◆ ASSIGNMENT
All records are to be reproduced verbatim, with images omitted.

------------------------------

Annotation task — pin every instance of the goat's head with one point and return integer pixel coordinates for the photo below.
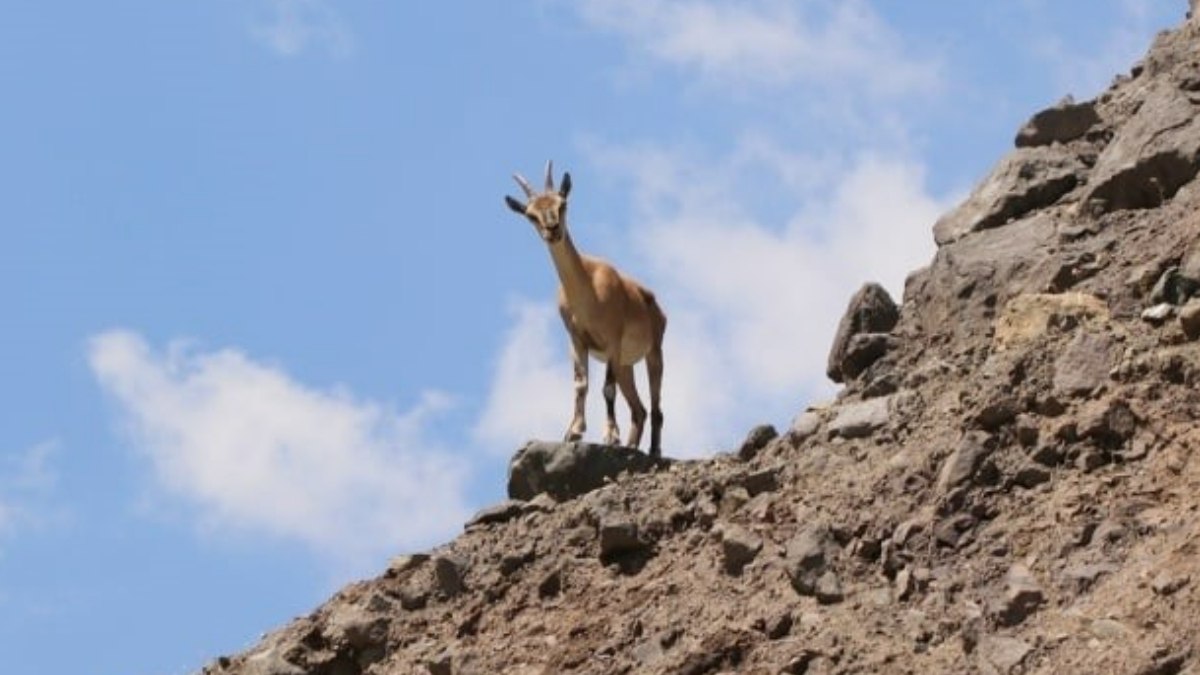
(546, 209)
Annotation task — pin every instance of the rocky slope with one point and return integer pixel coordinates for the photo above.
(1005, 484)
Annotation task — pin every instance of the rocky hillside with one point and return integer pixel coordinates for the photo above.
(1006, 482)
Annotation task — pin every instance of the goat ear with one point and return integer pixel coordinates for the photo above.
(514, 204)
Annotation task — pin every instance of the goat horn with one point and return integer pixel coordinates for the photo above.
(523, 184)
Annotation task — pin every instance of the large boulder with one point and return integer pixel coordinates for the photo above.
(871, 311)
(1061, 124)
(1025, 180)
(569, 470)
(1153, 154)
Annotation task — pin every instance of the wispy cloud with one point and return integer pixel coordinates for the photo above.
(840, 45)
(753, 299)
(28, 481)
(294, 27)
(258, 452)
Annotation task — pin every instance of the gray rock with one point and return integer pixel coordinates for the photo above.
(1003, 655)
(807, 561)
(502, 512)
(1189, 318)
(861, 419)
(1085, 364)
(1025, 180)
(766, 481)
(1174, 287)
(828, 589)
(1031, 476)
(863, 351)
(1023, 596)
(618, 535)
(449, 574)
(756, 440)
(739, 547)
(870, 310)
(358, 627)
(1158, 314)
(1061, 124)
(568, 470)
(1152, 155)
(441, 664)
(805, 424)
(269, 662)
(1109, 423)
(1169, 583)
(960, 467)
(1084, 577)
(402, 565)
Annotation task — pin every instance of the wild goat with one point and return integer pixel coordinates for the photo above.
(607, 315)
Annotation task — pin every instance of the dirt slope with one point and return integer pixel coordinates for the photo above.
(1009, 488)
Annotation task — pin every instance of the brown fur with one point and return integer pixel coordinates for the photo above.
(606, 314)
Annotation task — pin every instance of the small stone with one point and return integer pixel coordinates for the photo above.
(448, 574)
(805, 424)
(861, 419)
(1003, 653)
(1047, 455)
(756, 440)
(618, 535)
(406, 563)
(863, 351)
(999, 412)
(828, 589)
(551, 585)
(502, 512)
(1084, 365)
(779, 627)
(1031, 476)
(1189, 318)
(963, 464)
(1108, 629)
(441, 664)
(1085, 575)
(1168, 584)
(1061, 124)
(739, 547)
(1158, 314)
(1023, 596)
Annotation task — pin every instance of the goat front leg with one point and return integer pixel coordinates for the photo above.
(654, 369)
(611, 431)
(580, 363)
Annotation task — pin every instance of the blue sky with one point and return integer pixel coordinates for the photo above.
(270, 323)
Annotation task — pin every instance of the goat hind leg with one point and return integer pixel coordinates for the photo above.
(611, 431)
(636, 410)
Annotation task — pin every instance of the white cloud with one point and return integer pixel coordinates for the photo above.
(839, 43)
(28, 481)
(257, 452)
(298, 25)
(753, 299)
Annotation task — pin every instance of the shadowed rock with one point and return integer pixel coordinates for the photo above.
(871, 310)
(1061, 124)
(1026, 180)
(569, 470)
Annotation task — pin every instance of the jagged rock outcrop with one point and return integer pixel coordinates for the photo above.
(571, 469)
(862, 336)
(1011, 488)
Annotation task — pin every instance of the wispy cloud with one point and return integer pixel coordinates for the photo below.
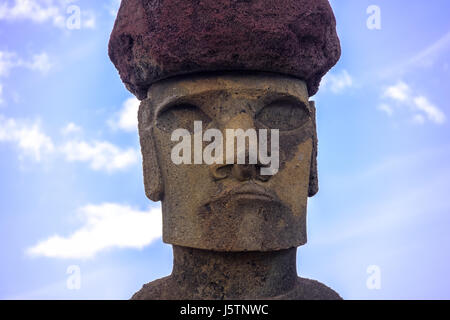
(38, 62)
(32, 141)
(126, 118)
(423, 59)
(100, 155)
(55, 12)
(402, 96)
(105, 226)
(71, 128)
(113, 7)
(28, 137)
(337, 82)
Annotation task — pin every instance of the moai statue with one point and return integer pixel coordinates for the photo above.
(223, 65)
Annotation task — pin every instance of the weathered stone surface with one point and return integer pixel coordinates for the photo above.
(201, 274)
(232, 64)
(230, 207)
(154, 40)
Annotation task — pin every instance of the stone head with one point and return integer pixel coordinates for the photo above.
(224, 65)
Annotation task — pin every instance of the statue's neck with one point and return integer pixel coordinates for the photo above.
(228, 275)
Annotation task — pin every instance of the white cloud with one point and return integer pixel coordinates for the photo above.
(53, 11)
(386, 108)
(113, 7)
(9, 60)
(423, 59)
(126, 119)
(40, 62)
(418, 119)
(32, 10)
(71, 128)
(337, 83)
(105, 226)
(399, 92)
(433, 113)
(28, 137)
(404, 97)
(100, 155)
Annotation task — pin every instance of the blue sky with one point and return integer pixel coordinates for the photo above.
(71, 191)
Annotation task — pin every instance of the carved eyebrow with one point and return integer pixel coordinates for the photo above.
(170, 102)
(174, 100)
(286, 97)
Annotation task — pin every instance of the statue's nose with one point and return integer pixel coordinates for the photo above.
(232, 162)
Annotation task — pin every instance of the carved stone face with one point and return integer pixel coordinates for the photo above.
(230, 207)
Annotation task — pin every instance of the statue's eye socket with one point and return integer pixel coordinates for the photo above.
(285, 115)
(181, 116)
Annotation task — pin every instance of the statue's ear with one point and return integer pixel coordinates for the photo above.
(313, 176)
(152, 173)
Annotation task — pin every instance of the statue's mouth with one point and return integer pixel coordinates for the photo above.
(249, 190)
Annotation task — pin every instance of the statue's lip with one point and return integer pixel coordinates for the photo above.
(249, 189)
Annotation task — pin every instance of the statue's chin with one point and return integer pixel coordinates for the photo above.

------------------------------

◆ EXPECTED ANSWER
Annotation task — pin every instance of the goat's head with one point and return integer pixel coordinates for the photo below.
(546, 209)
Annotation task — pin every instance of the rocky slope with one point and return integer pixel coordinates for the photo above.
(1005, 484)
Annotation task — pin every instance of the rocky hillside with one point and return integer pixel coordinates for the photo above.
(1006, 482)
Annotation task — pin every instance of the goat ear with one point and return integer pixel coordinates for the photo above.
(514, 204)
Annotation task — pin every instance of the goat horn with one point and return integer pixel coordinates for the photo above.
(523, 184)
Annotation task — pin every instance of the large boulder with one point and return integer pixel coordinates for the photo above.
(871, 311)
(1061, 124)
(1025, 180)
(569, 470)
(1153, 154)
Annotation task — pin every instance of the wispy cloud with one point and return integer pixel coordinates for the photo above.
(840, 45)
(753, 299)
(28, 481)
(294, 27)
(258, 452)
Annotation task — pin every instance of the gray rock with one point and return integer pixel coordinates for the photo above.
(1003, 655)
(807, 561)
(502, 512)
(1189, 318)
(861, 419)
(1085, 364)
(1025, 180)
(766, 481)
(1174, 287)
(828, 589)
(1031, 476)
(863, 351)
(1023, 596)
(618, 535)
(449, 574)
(756, 440)
(739, 547)
(870, 310)
(358, 627)
(1158, 314)
(1061, 124)
(568, 470)
(1152, 155)
(441, 664)
(805, 424)
(269, 662)
(1109, 423)
(1169, 583)
(960, 467)
(1084, 577)
(402, 565)
Annotation task — pin every instance of the wild goat with one point and return integer pixel coordinates for the photo above.
(607, 315)
Annotation task — pin every instance of the dirt slope with one point and return integer pixel coordinates for the photo above.
(1009, 488)
Annotation task — pin every instance of the brown fur with one point and return integer pixel coordinates for the photo above.
(606, 314)
Annotation task — pin every instance of the small stone with one point and return integer pixel coordinates for the photo above.
(448, 574)
(805, 424)
(861, 419)
(1003, 653)
(1047, 455)
(756, 440)
(618, 535)
(406, 563)
(863, 351)
(999, 412)
(828, 589)
(551, 585)
(502, 512)
(1084, 365)
(779, 627)
(1031, 476)
(1189, 318)
(963, 464)
(1108, 629)
(441, 664)
(1085, 575)
(1168, 584)
(1061, 124)
(739, 547)
(1158, 314)
(1023, 596)
Annotation task — pin every instance of the goat front leg with one point and return integer pixel coordinates for the photo above.
(654, 369)
(611, 431)
(580, 363)
Annotation task — pin every instance of the blue sky with one point and return integer pixel coordinates for the photo above.
(270, 323)
Annotation task — pin every instance of the goat hind leg with one point and return integer pixel coordinates for the photo above.
(611, 431)
(636, 410)
Annotation task — pin every instance of the white cloud with one point and return integer pixel coordinates for the photo above.
(839, 43)
(28, 481)
(257, 452)
(298, 25)
(753, 299)
Annotation task — pin every instance of the shadowed rock with one point and return integer pixel coordinates for the photo above.
(871, 310)
(1061, 124)
(1026, 180)
(569, 470)
Annotation task — pin every instance of the jagged rock outcrop with one point and return integer pixel coordinates for the photo above.
(571, 469)
(862, 336)
(1011, 488)
Annotation task — pin every instance of the wispy cloud with one point and return integer pixel coordinates for the photo below.
(38, 62)
(32, 141)
(126, 118)
(423, 59)
(100, 155)
(55, 12)
(402, 96)
(105, 226)
(71, 128)
(113, 7)
(28, 137)
(337, 82)
Annotation task — pin every instance of the moai statue with one point and return integer pixel coordinates for the photo above.
(223, 65)
Annotation task — pin every instance of the weathered stone surface with one point and return integer pixel coordinates for the photo above.
(201, 274)
(232, 64)
(230, 207)
(154, 40)
Annotation task — pin every instance of the stone head with one point and return integer pixel coordinates for the photo above.
(224, 65)
Annotation task — pin every instance of the statue's neck with one point and return integer pixel coordinates for the photo above.
(228, 275)
Annotation task — pin every instance of the white cloud with one point and return integer pixel coordinates for the photo above.
(53, 11)
(386, 108)
(113, 7)
(9, 60)
(423, 59)
(126, 119)
(40, 62)
(418, 119)
(32, 10)
(71, 128)
(337, 83)
(105, 226)
(399, 92)
(433, 113)
(28, 137)
(404, 97)
(100, 155)
Annotation task — pin every instance of the blue sky with one point and return integer pixel coordinates for the photo above.
(71, 191)
Annotation task — pin every instance of the carved eyebrow with one point and return integer pixel coordinates for the photo above.
(170, 102)
(174, 100)
(286, 97)
Annotation task — pin every instance of the statue's nose with one point and return integer pixel coordinates for the photo above.
(232, 162)
Annotation task — pin every instance of the carved stone face with one point and return integer pixel coordinates for the photo above.
(230, 207)
Annotation task — pin every instance of the statue's eye socket with one point and return integer pixel coordinates for the photo above.
(285, 115)
(181, 116)
Annotation task — pin every instance of the statue's ear with one point and return integer pixel coordinates for the photo above.
(313, 176)
(152, 173)
Annotation task — pin every instance of the statue's mouth with one point and return integer pixel coordinates for the photo above.
(249, 190)
Annotation task — pin every instance of the statue's lip with one point and return integer pixel coordinates for the photo above.
(249, 189)
Annotation task — pin every instance of the statue's chin with one point and return integer pixel coordinates for the photo above.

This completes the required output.